**Text extract**.
Concetti Chiave
- Keats, a prominent second-generation Romantic poet, focused on exploring human nature rather than solely celebrating natural landscapes, setting him apart from his contemporaries.
- His works, such as "Endymion" and the famous odes, combine neoclassical and Romantic elements, emphasizing themes of love, passion, and the transience of life.
- Keats's poetry highlights the concept of "negative capability," where the poet immerses himself in beauty and mystery, transcending personal identity to achieve a deeper understanding.
- He viewed art as an eternal form of beauty, distinct from the fleeting beauty of nature, advocating for "Art for art's sake" as a self-sufficient experience without moral messages.
- Keats's contemplation of beauty often evoked melancholy, as he recognized its impermanence, yet he found solace in the immortality of art, which could transcend human limitations.
Indice
Keats (1795-1821)
He died very young. All of his family died before him. The whole family was ill of tuberculosis. This determined his particular approach to life. It was considered as a transient moment. The difficulty of his condition was in fact reflected in his works.
His short life was almost all dedicated to poetry.
He’s a very different romantic poet from the previous ones: he belongs to the second generation of romantic poets. They were called the young dyers. The great difference between the first and the second relies on the fact that the first were the bringer of the message of romantic poetry, in fact W. and C. were called Lake Poets, it’s a reference to where they used to live but also to the fact that they used to live in contact with nature.
They introduced a new poetic diction (new language, respect for nature, …). They had already been influenced by the ideals of the French Rev, but they got disillusioned as the story went on the restoration started over again. They were less dedicated to nature in meaning that they were not interested in a neo-platonic view of nature, they didn’t see god’s image in nature, the beauty of creation, but they tended to interpret nature as a message.
Shelley was a great rebel as Byron: they represent the rebels.
The second generation tended to detach by this idea of seeing god in nature, seeing a divine presence in it. Shelley saw in nature the possibility to gather those forces of the wind and exploit them against the authority, monarchy, tyranny. He was a great political rebel, as Byron. He threw himself into the real battle in fact he died very soon. They both interpreted the idea of rebellion, of the outcast.

**Data provided**.
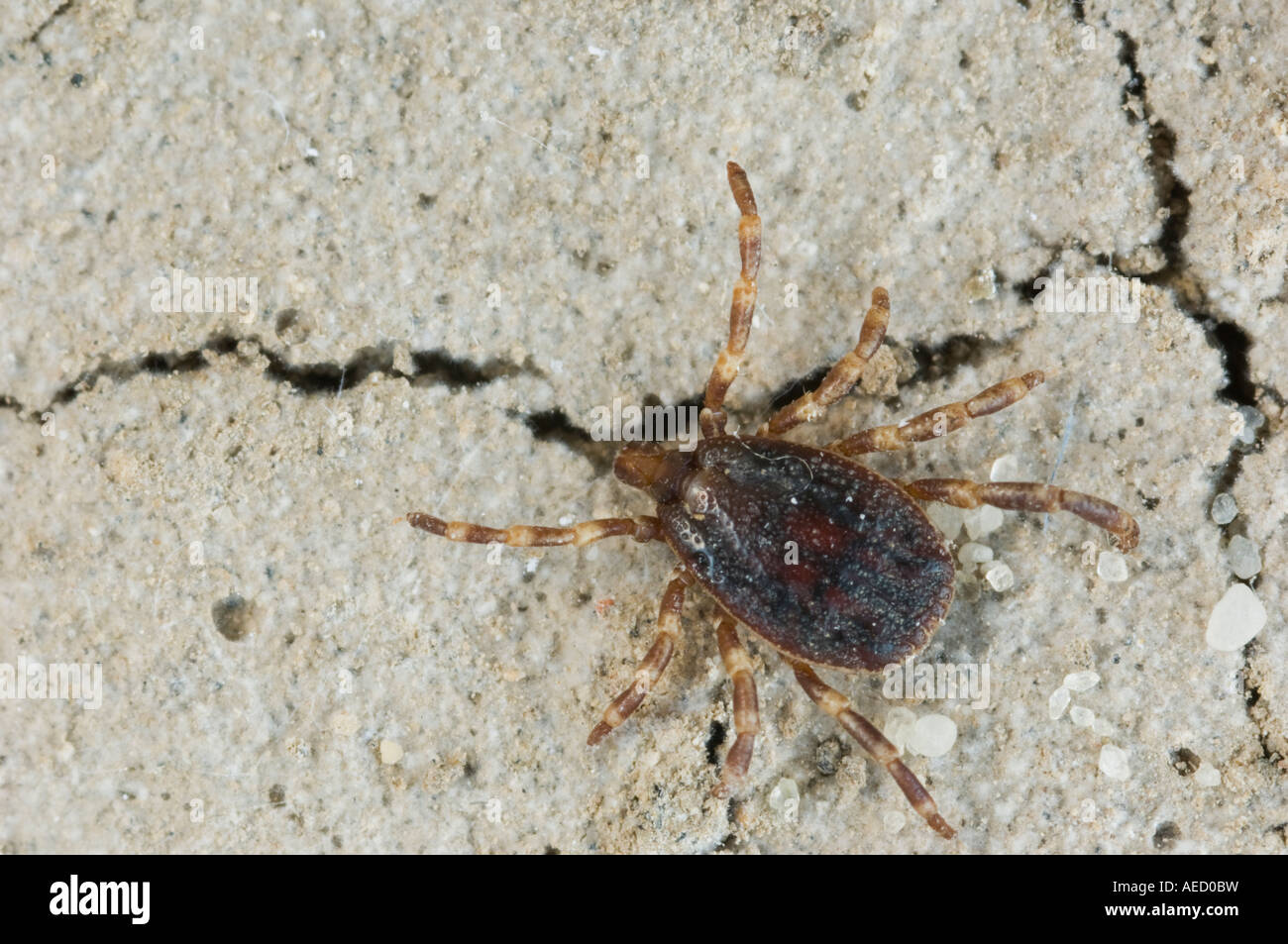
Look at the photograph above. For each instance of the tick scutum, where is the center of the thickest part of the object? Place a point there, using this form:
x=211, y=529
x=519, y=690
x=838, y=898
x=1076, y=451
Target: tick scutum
x=822, y=557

**Your tasks**.
#1 Can you render each line of the tick scutum entry as a JSON list of strings, one string per line, with blank lines dropped and the picture left out?
#2 Could you carry the passage on Keats and the second-generation Romantic poets further, picking up after its last sentence?

**Answers in order**.
#1
[
  "Look at the photograph above. For each instance of the tick scutum, where is the center of the thickest part of the object? Place a point there, using this form:",
  "x=211, y=529",
  "x=519, y=690",
  "x=838, y=898",
  "x=1076, y=451",
  "Target: tick scutum",
  "x=822, y=557"
]

#2
Outsider is someone who willingly rebels; they rebelled against the system and they were lonely rebels, but this willing breaking of the rules of their society made them outcasts, they could no longer live in England. After marrying Mary Shelley they started touring through Europe he started being considered an outsider and had to move to Europe. They went to live in Italy. He died in Lerici.
His friend Byron celebrated him after dying.
Byron was banned by the English society because he had a love affair with his step-sister therefore he decided to leave for liberty.
To this generation belongs Keats, but he was no rebel. He moved the ideals of the Romantic Movement to other topics, not only the celebration of a natural landscape, but also what he called the human nature. This is a sort of shifting the typical romantic topic leaving that aside to focus on the human nature which is finer, that means more interesting, deeper to analyse.
“Scenery is fine, but human nature is finer”.
Transience of human nature: this is strongly related to beauty.
He becomes the great proposer of beauty.
His most important works
- Endymion (1818), a very long poem on the themes of mythology, indeed this marks the difference between Keats and other romantic poets, he’s the most neoclassical poet in the Romantic Movement. His attitude and his interest in dealing with love and passion is typical neoclassical.- The Eve of St Agnes: written in Spenserian stanzas.
- Composed in 1819 the odes are his most peculiar works, his truest romantic production. He’s not fully romantic, he’s both neoclassical and romantic. He deals with an abstract topic in very figurative words. Ode to a Nightingal, Ode on a Grecian Urn, To Autumn, Ode on Melancholy, To Psyche.
- La Belle Dame sans Merci: the recurring theme is love and death. The enjoyment of the passion are still the fundamental topic of his work.
- Hyperion was published unfinished because he died in 1821.
He was acknowledged by later generations more than by the most relevant author of the second generation of romantic poets, he was more influential than Shelley and Byron because their rebellion confined themselves in the second generation itself.
Two central themes of his poetry
- Contemplation of beauty (ideal content)1.Beauty
He got to appreciate beauty because he knew that he was going to die probably. Enjoying passions was not easy, it was not only physical, but also a spiritual enjoyment; this was not so easy in those times. He tended to do that completely.
The experience is physical because you perceive nature through your senses, but Keats is the romantic who elevate his physical sense into a spiritual dimension. “A thing of beauty is a joy forever”. In this statement he expresses all his tension to an enjoyment that might not end. The only thing that could never end is a thing of beauty.
Beauty was in this idea the most divine, philosophical and physical element.
Therefore things of beauty were works of art.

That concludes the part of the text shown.